-- Excerpt to read follows --

Video models at a glance

Model Overview Strengths Trade-offs
Pixverse v5 (default) Well-balanced model for most video generation needs with reliable quality and performance
  • Smooth motion & stable camera
  • Good lighting & atmosphere
  • Speed–quality–cost balance
Use specialized models for advanced physics or premium cinematic quality
Hailuo 02 Physics-focused model that excels at realistic movement, character consistency, and complex actions
  • Exceptional physics simulation
  • Character consistency
  • Complex movements & acrobatics
Prioritizes realism over speed and cost efficiency
Kling 01 Next-generation cinematic model with extended video length and enhanced visual quality
  • Generates up to 10 seconds
  • Latest cinematic rendering technology
  • High-resolution output
Higher credit usage per second of video
Kling Video 2.5 Turbo Pro Premium model engineered for professional-quality cinematic video with exceptional detail and motion
  • Movie-quality output
  • Exceptional motion fluidity
  • Strong character animation
  • High-resolution 1080p
Longer generation times and higher credit usage
Veo 3.1 Top-tier model combining highest visual quality with integrated audio for complete video production
  • High-fidelity video
  • Synchronized dialogue & sound
  • Professional cinematic output
Designed for final production rather than rapid iteration
Veo 3.1 [fast] Streamlined version of Veo optimized for faster turnaround while maintaining strong visual quality
  • Much faster than Veo
  • Similar visual quality
  • Cost-effective iteration
Some advanced features are simplified for speed
Wan v2.2 [turbo] Speed-optimized model for rapid experimentation and quick concept validation
  • Very fast generation
  • Efficient resource usage
  • Good for concept testing
Optimized for speed and experimentation over final production quality
Sora 2 Advanced cinematic model that delivers exceptional realism with realistic physics, synchronized audio, and consistent multi-shot sequences
  • Realistic human faces and expressions
  • Accurate physics simulation
  • Synchronized dialogue and sound effects
  • Multi-shot consistency
Cannot accept image inputs with human faces (can generate humans from scratch); premium model with higher credit usage

FAQ

Which model should I use?

-- Excerpt to read concluded --

— Complete the following —
(A) In the video models overview, what is the longest video Kling 01 can generate?
(B) List every model named in the video models overview.

-- Supplied data follows --

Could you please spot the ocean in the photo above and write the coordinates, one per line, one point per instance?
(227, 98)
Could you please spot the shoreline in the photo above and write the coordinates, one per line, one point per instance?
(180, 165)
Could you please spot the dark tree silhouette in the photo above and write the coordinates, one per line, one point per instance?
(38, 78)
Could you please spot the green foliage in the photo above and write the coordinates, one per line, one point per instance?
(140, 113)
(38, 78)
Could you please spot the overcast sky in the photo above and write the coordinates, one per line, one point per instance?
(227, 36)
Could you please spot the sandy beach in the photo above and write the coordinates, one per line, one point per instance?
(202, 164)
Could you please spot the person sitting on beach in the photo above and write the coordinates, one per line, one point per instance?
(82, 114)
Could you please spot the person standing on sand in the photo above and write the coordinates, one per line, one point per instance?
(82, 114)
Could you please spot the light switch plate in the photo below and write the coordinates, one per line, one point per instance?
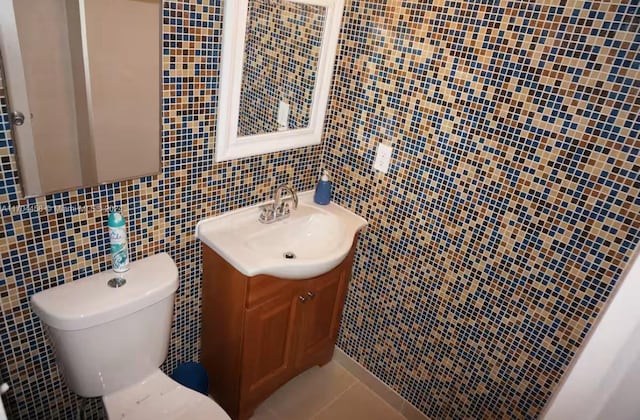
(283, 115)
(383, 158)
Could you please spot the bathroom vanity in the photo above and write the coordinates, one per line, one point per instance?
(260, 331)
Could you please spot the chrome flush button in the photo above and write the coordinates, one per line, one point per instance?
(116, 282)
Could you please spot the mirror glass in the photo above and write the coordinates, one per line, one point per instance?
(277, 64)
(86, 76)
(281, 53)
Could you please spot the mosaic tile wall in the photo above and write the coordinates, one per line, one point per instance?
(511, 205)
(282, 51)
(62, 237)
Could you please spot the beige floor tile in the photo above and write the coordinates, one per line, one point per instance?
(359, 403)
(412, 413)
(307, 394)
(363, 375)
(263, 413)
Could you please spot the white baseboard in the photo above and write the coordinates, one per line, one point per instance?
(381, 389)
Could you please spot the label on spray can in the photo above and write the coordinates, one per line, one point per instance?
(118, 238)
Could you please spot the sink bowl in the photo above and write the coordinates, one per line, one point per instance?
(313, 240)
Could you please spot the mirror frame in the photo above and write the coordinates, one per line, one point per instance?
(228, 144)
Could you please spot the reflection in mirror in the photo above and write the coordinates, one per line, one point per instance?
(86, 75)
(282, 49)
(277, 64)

-- Supplied data concluded --

— Task-by-task solutions —
(A) Up to 10 seconds.

(B) Pixverse v5, Hailuo 02, Kling 01, Kling Video 2.5 Turbo Pro, Veo 3.1, Veo 3.1 [fast], Wan v2.2 [turbo], Sora 2